Problem:
Using the abstract below on digital therapeutics for epilepsy, decide whether each statement agrees with it: (a) over 90% of survey responders would be interested in using a mobile app to manage their seizures; (b) half of the responders were interested in listening to specific music that can reduce seizures; (c) the web-based app delivered Mozart's sonata K.448 as antiseizure music. For each, answer yes or no and quote the deciding words.

Selected excerpt:
───

Mobile Software as a Medical Device (SaMD) for the Treatment of Epilepsy: Development of Digital Therapeutics Comprising Behavioral and Music-Based Interventions for Neurological Disorders.

Digital health technologies for people with epilepsy (PWE) include internet-based resources and mobile apps for seizure management. Since non-pharmacological interventions, such as listening to specific Mozart's compositions, cognitive therapy, psychosocial and educational interventions were shown to reduce epileptic seizures, these modalities can be integrated into mobile software and delivered by mobile medical apps as digital therapeutics. Herein, we describe: (1) a survey study among PWE about preferences to use mobile software for seizure control, (2) a rationale for developing digital therapies for epilepsy, (3) creation of proof-of-concept mobile software intended for use as an adjunct digital therapeutic to reduce seizures, and (4) broader applications of digital therapeutics for the treatment of epilepsy and other chronic disorders. A questionnaire was used to survey PWE with respect to preferred features in a mobile app for seizure control. Results from the survey suggested that over 90% of responders would be interested in using a mobile app to manage their seizures, while 75% were interested in listening to specific music that can reduce seizures. To define digital therapeutic for the treatment of epilepsy, we designed and created a proof-of-concept mobile software providing digital content intended to reduce seizures. The rationale for all components of such digital therapeutic is described. The resulting web-based app delivered a combination of epilepsy self-care, behavioral interventions, medication reminders and the antiseizure music, such as the Mozart's sonata K.448. To improve long-term patient engagement, integration of mobile medical app with music and multimedia streaming via smartphones, tablets and computers is also discussed. This work aims toward development and regulatory clearance of software as medical device (SaMD) for seizure control, yielding the adjunct digital therapeutic for epilepsy, and subsequently a drug-device combination product together with specific antiseizure medications. Mobile medical apps, music, therapeutic video games and their combinations with prescription medications present new opportunities to integrate pharmacological and non-pharmacological interventions for PWE, as well as those living with other chronic disorders, including depression and pain.

───

Data records:

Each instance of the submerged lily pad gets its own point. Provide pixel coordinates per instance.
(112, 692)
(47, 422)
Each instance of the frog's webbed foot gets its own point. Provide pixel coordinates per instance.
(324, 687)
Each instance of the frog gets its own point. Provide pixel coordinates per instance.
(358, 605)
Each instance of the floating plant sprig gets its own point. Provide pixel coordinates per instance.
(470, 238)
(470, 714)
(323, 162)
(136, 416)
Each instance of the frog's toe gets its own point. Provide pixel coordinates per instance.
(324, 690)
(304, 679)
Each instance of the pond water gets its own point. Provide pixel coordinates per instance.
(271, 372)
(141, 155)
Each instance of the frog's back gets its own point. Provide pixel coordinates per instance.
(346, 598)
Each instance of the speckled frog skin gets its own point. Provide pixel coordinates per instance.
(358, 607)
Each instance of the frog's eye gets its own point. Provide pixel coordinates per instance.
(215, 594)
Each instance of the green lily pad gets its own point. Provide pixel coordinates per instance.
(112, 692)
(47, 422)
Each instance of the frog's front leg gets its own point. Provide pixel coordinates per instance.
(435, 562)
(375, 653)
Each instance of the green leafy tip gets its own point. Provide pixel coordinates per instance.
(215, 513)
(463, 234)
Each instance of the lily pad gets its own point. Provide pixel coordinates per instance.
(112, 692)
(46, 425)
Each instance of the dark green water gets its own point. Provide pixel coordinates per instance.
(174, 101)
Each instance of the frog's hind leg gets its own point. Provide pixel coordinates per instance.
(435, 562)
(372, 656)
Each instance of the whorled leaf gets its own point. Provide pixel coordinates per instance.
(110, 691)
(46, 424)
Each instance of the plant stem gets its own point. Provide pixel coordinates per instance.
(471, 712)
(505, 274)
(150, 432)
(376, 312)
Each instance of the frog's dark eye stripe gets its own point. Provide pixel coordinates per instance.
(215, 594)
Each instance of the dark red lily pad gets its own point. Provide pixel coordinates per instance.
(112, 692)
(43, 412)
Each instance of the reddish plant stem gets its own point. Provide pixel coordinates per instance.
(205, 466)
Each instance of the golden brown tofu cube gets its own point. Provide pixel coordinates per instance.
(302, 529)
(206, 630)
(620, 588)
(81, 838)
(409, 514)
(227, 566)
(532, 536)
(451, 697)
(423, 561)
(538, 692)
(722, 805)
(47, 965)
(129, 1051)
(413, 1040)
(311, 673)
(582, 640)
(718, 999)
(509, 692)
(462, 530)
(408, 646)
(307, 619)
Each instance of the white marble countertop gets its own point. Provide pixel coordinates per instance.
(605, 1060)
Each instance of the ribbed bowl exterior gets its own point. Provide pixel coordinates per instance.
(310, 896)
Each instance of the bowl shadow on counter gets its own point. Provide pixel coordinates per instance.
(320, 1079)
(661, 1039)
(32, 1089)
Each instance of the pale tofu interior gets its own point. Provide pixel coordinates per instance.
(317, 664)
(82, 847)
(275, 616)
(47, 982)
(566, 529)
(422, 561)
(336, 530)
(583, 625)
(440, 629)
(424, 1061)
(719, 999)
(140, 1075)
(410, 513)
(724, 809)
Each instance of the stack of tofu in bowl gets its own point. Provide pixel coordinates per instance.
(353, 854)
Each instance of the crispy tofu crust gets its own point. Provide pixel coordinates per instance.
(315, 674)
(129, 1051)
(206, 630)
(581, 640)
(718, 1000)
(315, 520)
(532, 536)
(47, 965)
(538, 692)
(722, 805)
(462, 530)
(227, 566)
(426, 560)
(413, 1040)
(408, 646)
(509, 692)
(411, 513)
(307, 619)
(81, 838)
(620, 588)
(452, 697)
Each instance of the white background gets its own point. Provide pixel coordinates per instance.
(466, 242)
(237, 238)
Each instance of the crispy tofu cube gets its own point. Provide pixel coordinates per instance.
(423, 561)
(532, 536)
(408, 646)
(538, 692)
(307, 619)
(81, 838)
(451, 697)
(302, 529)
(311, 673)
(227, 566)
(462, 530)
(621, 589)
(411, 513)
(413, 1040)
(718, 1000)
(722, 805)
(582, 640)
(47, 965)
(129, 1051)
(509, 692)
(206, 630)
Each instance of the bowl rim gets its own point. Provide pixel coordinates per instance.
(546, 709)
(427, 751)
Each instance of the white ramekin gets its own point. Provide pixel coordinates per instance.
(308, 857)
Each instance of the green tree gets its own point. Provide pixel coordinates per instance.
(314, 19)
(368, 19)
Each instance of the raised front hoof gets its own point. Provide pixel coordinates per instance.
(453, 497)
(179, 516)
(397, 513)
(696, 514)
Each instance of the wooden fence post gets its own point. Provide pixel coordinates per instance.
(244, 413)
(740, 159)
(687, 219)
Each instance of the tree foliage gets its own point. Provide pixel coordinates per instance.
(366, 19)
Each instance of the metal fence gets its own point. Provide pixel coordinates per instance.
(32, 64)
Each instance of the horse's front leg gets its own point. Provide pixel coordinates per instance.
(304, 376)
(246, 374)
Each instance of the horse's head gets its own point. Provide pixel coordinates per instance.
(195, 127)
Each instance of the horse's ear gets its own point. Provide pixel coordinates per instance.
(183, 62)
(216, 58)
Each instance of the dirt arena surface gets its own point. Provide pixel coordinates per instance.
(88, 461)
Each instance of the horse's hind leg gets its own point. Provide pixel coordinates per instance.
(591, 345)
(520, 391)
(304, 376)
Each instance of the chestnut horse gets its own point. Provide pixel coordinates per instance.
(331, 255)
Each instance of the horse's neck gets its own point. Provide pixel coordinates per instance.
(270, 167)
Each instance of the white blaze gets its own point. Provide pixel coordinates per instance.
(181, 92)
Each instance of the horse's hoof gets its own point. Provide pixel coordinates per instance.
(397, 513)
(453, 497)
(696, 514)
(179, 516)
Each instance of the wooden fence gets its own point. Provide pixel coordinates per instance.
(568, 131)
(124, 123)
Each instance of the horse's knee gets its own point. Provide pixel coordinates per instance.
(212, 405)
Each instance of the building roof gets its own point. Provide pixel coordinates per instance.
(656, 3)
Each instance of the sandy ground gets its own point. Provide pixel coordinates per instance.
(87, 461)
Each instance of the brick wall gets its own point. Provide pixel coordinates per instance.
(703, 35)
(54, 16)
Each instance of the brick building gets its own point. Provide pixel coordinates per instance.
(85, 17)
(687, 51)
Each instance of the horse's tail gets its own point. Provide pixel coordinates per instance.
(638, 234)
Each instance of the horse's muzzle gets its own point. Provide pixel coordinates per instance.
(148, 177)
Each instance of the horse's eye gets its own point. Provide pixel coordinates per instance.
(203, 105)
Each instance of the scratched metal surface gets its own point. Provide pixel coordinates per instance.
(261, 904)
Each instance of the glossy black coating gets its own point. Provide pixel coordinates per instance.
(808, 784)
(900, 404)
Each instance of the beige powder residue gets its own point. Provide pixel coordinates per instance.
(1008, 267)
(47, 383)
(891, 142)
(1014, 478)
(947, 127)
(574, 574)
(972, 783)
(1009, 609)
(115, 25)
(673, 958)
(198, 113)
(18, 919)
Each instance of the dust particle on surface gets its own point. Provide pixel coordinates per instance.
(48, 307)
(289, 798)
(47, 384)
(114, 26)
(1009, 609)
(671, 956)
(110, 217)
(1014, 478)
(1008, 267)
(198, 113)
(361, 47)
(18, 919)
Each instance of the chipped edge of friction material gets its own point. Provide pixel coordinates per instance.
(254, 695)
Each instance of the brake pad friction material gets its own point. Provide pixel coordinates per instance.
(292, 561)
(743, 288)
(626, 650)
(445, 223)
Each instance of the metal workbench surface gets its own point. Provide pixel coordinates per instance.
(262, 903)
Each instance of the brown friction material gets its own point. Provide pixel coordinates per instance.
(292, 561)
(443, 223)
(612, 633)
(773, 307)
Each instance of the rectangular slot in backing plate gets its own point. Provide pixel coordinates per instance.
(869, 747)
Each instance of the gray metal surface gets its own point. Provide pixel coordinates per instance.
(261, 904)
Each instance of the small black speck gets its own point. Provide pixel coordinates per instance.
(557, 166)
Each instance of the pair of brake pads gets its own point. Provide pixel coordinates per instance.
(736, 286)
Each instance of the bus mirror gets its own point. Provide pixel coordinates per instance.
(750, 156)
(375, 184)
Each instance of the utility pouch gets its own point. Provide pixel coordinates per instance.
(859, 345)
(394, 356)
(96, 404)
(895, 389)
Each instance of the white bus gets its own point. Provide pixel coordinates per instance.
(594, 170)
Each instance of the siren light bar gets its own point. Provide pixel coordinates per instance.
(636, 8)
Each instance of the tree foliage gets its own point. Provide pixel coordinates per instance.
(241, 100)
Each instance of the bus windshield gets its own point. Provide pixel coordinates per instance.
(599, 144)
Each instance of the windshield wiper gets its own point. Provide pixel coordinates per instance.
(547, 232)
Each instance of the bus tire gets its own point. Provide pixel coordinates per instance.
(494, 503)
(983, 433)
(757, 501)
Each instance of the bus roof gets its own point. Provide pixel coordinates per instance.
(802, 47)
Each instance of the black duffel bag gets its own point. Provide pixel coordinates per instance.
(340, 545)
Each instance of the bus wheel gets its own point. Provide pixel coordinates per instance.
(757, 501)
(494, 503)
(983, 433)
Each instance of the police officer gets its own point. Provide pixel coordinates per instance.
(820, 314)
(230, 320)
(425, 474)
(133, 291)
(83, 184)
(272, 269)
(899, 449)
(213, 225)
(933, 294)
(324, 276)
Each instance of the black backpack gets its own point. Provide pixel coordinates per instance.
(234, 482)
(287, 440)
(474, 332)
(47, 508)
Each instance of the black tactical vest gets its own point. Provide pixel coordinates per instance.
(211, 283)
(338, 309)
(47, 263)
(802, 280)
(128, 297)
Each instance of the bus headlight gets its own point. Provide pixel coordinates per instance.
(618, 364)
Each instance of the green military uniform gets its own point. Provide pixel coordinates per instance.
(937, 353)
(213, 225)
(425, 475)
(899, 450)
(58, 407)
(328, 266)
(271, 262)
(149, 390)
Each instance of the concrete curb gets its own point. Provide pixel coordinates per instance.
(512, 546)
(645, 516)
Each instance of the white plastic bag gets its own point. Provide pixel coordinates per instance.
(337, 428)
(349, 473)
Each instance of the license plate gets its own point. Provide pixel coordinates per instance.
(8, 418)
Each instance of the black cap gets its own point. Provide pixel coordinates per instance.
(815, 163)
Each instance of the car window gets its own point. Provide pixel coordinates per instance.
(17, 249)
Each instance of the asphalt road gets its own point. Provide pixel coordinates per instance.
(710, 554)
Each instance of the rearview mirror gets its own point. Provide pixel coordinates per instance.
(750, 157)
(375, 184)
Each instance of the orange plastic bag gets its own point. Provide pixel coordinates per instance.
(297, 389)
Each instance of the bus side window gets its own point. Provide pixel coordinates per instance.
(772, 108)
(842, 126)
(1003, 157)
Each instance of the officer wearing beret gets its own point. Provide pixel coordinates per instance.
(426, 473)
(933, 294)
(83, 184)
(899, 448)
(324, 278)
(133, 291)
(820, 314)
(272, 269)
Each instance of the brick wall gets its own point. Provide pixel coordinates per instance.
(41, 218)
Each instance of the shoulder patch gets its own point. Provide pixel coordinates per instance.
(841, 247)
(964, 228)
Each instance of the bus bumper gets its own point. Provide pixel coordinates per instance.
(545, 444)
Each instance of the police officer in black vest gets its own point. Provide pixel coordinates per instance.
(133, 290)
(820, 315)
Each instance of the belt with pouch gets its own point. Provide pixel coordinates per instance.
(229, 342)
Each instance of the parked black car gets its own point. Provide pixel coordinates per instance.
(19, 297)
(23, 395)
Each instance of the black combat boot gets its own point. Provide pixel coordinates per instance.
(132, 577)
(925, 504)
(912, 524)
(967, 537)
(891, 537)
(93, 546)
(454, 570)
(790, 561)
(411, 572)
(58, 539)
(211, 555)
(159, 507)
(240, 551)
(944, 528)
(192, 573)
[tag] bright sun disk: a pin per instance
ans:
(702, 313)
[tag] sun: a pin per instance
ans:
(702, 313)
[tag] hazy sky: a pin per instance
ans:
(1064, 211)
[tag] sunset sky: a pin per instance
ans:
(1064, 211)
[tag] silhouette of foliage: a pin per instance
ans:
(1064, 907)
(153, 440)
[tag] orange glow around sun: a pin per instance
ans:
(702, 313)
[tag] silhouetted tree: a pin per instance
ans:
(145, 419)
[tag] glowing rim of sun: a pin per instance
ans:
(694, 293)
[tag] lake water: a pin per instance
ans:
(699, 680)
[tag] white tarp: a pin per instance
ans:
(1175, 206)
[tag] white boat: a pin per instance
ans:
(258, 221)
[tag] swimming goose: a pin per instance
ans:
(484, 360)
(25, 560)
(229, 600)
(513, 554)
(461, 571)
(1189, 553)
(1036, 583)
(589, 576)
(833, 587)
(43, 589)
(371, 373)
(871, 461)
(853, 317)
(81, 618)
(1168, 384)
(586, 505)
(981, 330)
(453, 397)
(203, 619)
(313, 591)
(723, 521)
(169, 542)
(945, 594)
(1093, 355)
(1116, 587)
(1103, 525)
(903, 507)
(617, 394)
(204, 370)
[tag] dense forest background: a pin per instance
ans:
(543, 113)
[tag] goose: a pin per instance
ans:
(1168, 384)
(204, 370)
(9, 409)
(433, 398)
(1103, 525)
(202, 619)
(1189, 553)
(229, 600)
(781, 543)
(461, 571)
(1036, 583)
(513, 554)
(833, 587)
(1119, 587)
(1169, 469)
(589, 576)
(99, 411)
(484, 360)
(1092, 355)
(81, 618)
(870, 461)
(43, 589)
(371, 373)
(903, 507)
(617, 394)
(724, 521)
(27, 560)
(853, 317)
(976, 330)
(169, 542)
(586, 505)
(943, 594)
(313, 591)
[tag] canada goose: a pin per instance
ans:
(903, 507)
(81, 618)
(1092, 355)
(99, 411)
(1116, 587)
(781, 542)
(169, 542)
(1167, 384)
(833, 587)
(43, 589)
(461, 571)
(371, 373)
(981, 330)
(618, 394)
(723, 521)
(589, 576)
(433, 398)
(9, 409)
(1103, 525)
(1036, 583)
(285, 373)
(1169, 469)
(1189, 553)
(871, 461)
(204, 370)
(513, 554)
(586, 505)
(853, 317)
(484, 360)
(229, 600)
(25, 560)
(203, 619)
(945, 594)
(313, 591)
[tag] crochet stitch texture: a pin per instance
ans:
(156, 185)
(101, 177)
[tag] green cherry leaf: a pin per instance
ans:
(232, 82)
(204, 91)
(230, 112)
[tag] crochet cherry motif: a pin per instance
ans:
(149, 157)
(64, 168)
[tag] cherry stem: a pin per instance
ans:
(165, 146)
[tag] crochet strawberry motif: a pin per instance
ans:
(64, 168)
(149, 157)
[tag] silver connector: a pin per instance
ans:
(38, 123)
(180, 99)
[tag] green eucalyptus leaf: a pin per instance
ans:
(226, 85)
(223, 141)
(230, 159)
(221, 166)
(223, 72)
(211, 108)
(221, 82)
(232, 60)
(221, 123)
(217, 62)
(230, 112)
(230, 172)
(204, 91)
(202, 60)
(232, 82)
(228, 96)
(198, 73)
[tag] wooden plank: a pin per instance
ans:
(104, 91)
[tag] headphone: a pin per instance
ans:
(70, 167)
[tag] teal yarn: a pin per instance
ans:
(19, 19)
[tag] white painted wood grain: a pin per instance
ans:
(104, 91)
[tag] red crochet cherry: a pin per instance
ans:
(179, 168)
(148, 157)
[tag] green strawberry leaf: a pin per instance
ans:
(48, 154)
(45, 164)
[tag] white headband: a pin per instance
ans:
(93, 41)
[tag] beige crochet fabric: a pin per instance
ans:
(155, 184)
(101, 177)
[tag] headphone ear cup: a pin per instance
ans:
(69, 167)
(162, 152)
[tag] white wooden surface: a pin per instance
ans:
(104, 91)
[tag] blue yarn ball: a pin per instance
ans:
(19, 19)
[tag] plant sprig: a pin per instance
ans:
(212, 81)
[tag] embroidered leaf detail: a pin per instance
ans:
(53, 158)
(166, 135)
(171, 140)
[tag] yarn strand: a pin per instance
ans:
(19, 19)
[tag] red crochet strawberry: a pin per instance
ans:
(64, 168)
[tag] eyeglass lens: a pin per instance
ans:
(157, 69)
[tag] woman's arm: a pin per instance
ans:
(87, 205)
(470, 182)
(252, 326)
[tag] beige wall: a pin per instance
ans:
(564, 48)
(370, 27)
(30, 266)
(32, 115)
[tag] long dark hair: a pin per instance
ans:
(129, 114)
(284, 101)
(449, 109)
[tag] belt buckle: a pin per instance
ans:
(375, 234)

───

Solution:
(a) Yes: "over 90% of responders would be interested in using a mobile app to manage their seizures"
(b) No: "75% were interested in listening to specific music that can reduce seizures"
(c) Yes: "the antiseizure music, such as the Mozart's sonata K.448"